• **Assigned task**
All of the records should be reproduced word for word, but no images may appear in the copy.

── Given entries

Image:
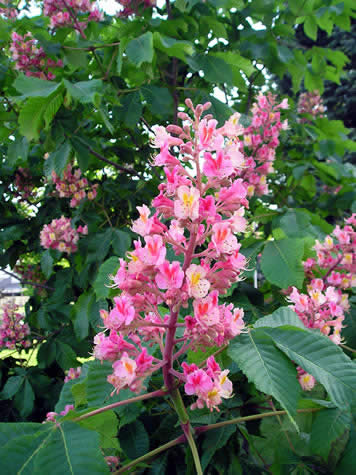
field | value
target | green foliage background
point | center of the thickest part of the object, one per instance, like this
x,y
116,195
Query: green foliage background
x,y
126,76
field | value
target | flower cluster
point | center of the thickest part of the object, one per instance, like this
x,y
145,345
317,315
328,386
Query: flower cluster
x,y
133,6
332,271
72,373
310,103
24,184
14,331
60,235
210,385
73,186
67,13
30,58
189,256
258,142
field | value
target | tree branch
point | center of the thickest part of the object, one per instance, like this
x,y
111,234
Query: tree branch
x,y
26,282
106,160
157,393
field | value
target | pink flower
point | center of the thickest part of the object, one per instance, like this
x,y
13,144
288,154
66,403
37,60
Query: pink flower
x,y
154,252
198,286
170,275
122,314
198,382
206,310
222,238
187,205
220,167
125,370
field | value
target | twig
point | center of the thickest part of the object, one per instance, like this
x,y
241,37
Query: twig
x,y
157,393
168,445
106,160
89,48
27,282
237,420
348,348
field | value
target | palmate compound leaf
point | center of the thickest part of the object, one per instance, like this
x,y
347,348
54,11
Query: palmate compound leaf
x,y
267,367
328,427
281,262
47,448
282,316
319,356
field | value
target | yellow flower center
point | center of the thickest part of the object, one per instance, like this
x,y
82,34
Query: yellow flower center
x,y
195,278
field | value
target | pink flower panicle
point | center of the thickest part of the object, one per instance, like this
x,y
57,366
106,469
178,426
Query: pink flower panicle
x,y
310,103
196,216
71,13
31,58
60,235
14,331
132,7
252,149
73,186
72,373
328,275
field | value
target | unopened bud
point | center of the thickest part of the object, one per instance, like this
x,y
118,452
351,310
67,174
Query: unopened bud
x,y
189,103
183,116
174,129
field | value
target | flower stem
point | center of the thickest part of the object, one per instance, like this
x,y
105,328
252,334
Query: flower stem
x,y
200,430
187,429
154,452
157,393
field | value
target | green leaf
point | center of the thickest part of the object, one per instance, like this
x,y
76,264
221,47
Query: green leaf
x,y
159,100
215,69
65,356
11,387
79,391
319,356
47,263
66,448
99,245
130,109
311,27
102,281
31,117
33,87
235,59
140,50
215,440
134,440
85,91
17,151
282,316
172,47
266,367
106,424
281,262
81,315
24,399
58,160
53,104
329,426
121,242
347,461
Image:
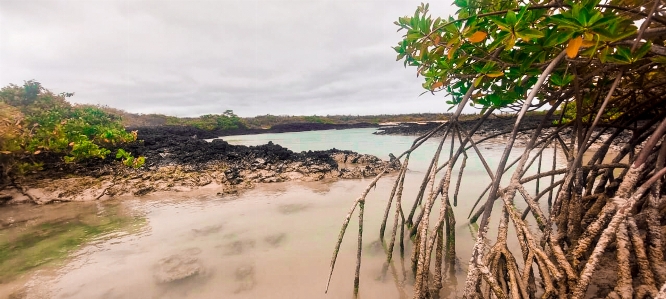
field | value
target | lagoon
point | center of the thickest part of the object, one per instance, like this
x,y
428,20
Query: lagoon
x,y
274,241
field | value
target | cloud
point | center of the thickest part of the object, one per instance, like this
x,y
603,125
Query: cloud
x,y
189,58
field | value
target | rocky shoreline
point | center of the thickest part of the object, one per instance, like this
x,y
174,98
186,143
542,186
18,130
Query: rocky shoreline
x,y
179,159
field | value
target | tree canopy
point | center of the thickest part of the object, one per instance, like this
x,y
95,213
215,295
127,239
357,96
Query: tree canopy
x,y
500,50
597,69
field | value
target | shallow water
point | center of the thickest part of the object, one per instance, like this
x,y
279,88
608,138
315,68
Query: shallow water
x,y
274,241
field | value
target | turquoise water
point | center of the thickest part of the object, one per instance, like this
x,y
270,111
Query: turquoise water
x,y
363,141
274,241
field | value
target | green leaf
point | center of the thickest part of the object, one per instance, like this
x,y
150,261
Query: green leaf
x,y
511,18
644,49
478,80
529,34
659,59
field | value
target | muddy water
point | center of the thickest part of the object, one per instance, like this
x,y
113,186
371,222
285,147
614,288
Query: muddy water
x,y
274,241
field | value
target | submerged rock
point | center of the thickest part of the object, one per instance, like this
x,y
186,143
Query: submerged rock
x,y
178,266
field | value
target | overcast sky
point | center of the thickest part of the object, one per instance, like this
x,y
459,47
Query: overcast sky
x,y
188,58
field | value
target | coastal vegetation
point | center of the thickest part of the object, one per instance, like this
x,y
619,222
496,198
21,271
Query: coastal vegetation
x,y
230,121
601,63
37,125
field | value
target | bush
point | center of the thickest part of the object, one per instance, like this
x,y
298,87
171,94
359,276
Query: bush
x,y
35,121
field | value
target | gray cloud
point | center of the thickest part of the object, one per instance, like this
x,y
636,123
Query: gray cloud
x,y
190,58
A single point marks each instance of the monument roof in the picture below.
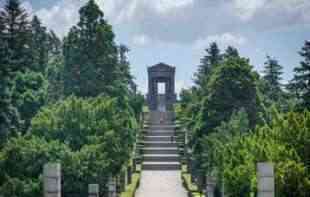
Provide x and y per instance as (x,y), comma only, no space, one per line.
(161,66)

────

• **Response**
Image:
field | value
target | green foliage background
point | center of the thickest part of the object, one per instance, like this
x,y
116,195
Query: green foliage background
x,y
126,76
field | value
target | flower cluster
point | center of the thickest part of the object, one per instance, like this
x,y
145,345
317,315
328,386
Query: flower cluster
x,y
133,6
332,271
72,373
310,103
24,184
14,331
60,235
210,385
73,186
67,13
30,58
189,256
258,142
field | value
target | tree branch
point | center of the thickest part of the object, one per instance, like this
x,y
111,234
Query: tree branch
x,y
26,282
106,160
157,393
field | value
target | pink flower
point | center of the thickest part of the object, one per instance, like this
x,y
13,144
288,154
66,403
37,60
Query: pink flower
x,y
154,252
198,286
170,275
122,314
198,382
206,310
222,238
187,205
220,167
125,370
field | value
target | twig
point | center of the thickest part of the object, one per instance, like this
x,y
241,37
Query: twig
x,y
157,393
168,445
106,160
89,48
27,282
237,420
348,348
field | value
target | palmate compound leaf
point | center of the thickest part of the object, one per instance, like this
x,y
347,348
54,11
Query: palmate compound leaf
x,y
267,367
328,427
281,262
47,448
282,316
319,356
field | value
target | yellow flower center
point | center of the thickest part of the object, one per instance, like this
x,y
82,34
Query: yellow flower center
x,y
195,278
field | value
target | pink flower panicle
point | center of the thickest part of the object, one per instance, like this
x,y
57,366
106,469
178,426
Query: pink flower panicle
x,y
310,103
196,216
71,13
31,58
60,235
14,331
132,7
252,149
73,186
72,373
328,275
field | value
target | unopened bud
point | center of the thickest part of the object, one per instance, like this
x,y
118,452
351,310
67,174
Query: unopened bud
x,y
189,103
183,116
174,129
field | value
target | flower stem
point | center of the thickest part of the object, one per instance, like this
x,y
105,328
252,334
Query: flower stem
x,y
200,430
187,429
154,452
157,393
field | value
target | green leaf
point | center of the thickest part of the object, one per instance, like this
x,y
76,264
221,47
Query: green leaf
x,y
159,100
215,69
65,356
11,387
79,391
319,356
47,263
66,448
99,245
130,109
311,27
102,281
31,117
33,87
235,59
140,50
215,440
134,440
85,91
17,151
282,316
172,47
266,367
106,424
281,262
81,315
24,399
58,160
53,104
329,426
121,242
347,461
Image:
field | value
target | lagoon
point | center of the thickest part of the object, one per instance, like this
x,y
428,20
Query: lagoon
x,y
274,241
field | value
target | cloud
point | center of the thickest part of the object, one per instance, like this
x,y
603,125
Query: cloud
x,y
189,58
field | value
target | rocky shoreline
point | center of the thickest part of the object, one per instance, like this
x,y
174,98
186,143
542,186
18,130
Query: rocky shoreline
x,y
179,159
field | value
target | tree canopy
point | center of the thickest part of the object, one per instance, like this
x,y
95,213
215,295
127,239
357,96
Query: tree canopy
x,y
500,50
597,69
field | value
target | shallow water
point | center of the thickest part of the object, one per instance, like this
x,y
279,88
608,138
315,68
Query: shallow water
x,y
274,241
field | value
target | turquoise water
point | center of the thickest part of the object, one per instance, like this
x,y
270,111
Query: turquoise water
x,y
363,141
274,241
field | value
target | green leaf
point | center of the thickest part of the object, one per instance, like this
x,y
150,261
Query: green leaf
x,y
511,18
644,49
478,80
529,34
659,59
field | value
target | muddy water
point | center of the thickest part of the object, one per instance, like this
x,y
113,186
371,222
285,147
614,288
Query: muddy water
x,y
274,241
field | value
target | submerged rock
point | center of the thickest part of the object, one per instance, like this
x,y
186,143
Query: submerged rock
x,y
178,266
field | value
target | overcast sky
point | center of the thickest part of the object, one per instance, like this
x,y
459,47
Query: overcast sky
x,y
188,58
field | value
target | coastal vegetation
point | center of the thickest part of the object, one per instance, like this
x,y
619,222
496,198
21,271
Query: coastal vegetation
x,y
230,121
601,63
37,125
field | value
target | bush
point | center of the thickest part of the object, one per instance, like this
x,y
298,87
171,94
359,276
Query: bush
x,y
35,121
field | value
target | gray cloud
point | center of the thickest part of the object, one per instance, like this
x,y
636,123
Query: gray cloud
x,y
190,58
A single point marks each instance of the monument roof in the picture below.
Provide x and y per instance as (x,y), comma only, no space, one per line.
(161,66)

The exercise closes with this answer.